● **DO THIS**
Revise the records below so that "thickest part" becomes "widest part" everywhere, with nothing else altered, and omit the pictures from your answer.

───── DATA SHOWN ─────

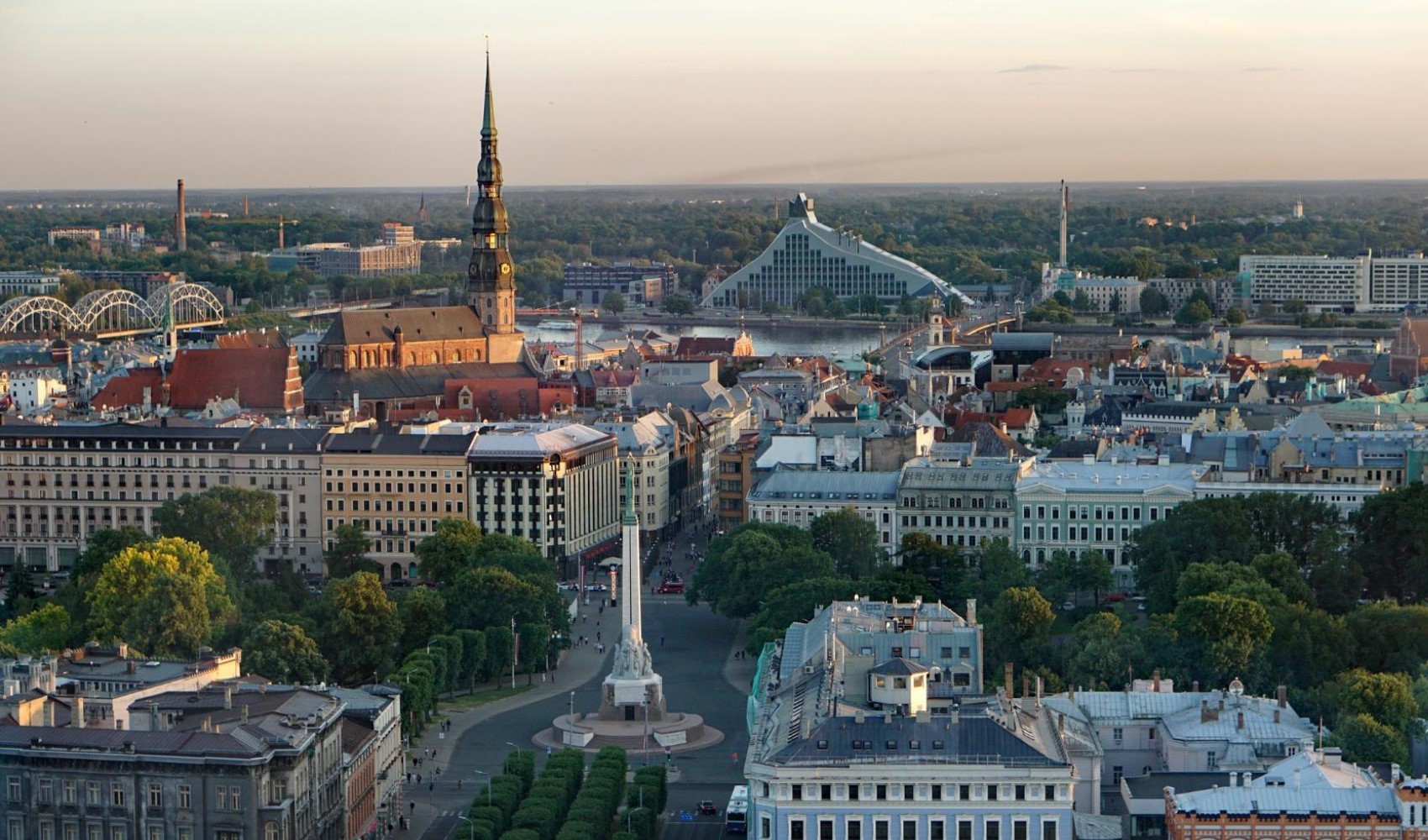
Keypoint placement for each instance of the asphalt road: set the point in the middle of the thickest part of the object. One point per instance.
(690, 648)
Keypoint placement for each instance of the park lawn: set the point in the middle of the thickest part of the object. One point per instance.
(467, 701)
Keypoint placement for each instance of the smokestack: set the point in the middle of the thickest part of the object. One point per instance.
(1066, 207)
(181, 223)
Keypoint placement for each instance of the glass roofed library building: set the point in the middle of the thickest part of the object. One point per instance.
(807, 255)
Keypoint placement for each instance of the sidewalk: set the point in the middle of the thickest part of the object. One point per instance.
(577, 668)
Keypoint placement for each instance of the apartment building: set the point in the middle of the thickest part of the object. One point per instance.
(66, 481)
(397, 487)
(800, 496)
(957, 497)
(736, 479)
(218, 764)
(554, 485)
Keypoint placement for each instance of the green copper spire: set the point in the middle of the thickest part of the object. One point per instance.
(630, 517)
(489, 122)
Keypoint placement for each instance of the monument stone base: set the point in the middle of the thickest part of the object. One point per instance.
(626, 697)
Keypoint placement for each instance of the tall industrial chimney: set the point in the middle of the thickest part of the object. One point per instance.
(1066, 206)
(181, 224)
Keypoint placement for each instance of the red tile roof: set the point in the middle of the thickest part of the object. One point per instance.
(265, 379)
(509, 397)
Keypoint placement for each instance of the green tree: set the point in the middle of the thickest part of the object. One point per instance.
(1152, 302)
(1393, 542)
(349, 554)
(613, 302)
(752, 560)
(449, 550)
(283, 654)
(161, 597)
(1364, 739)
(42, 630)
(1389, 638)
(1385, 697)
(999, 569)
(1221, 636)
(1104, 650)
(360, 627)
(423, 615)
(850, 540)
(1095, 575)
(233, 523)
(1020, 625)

─────

● **TASK RESULT**
Keypoint placement for each instance of the asphalt road: set the point in the middle of the widest part of the object. One point per instance.
(690, 648)
Keypoint placement for each instance of the park lawn: set the point in the middle of the widest part of the object. One point per instance.
(467, 701)
Keypoint placement for each instance of the smokestack: set the point in the middle of the widest part of the object. One point per instance.
(1066, 207)
(181, 223)
Keypoint placement for each instance of the glass roofed library building: set the point in the middle of the widest part of the object. One point per instance.
(807, 255)
Keypoint placement for each instance of the sidewalk: set the point in the middle of the widest part of the object. One point per instance.
(577, 668)
Keypoint placement for each instance of the apartment building: set the point in the middle of the widest part of the object. One point per instance.
(66, 481)
(397, 487)
(800, 496)
(957, 497)
(736, 479)
(218, 764)
(554, 485)
Keypoint placement for each instance of the green copper spire: set the point in the middle of the widest part of the object. One point per instance.
(630, 517)
(489, 122)
Keypoint placement for each instance of the monument stone base: set the point in the middle of the widest part of the object. One point per instance.
(626, 697)
Keypoint placement for each instance of the tall industrial chimney: set the point in the middle of the widest part of the object. One point per instance.
(1066, 206)
(181, 224)
Keypoint placement for each instance of the red tile roof: set the point in the middle of the widest part of the object. One point per instance.
(265, 379)
(509, 397)
Keypoint placement for each instance of the green tree: set the point in the middle of the widest part of the object. One point per instance.
(1152, 302)
(1393, 542)
(349, 554)
(613, 302)
(752, 560)
(449, 550)
(283, 654)
(161, 597)
(1364, 739)
(42, 630)
(1389, 638)
(1385, 697)
(999, 569)
(1221, 636)
(1104, 650)
(360, 627)
(423, 615)
(850, 540)
(1095, 575)
(233, 523)
(1020, 625)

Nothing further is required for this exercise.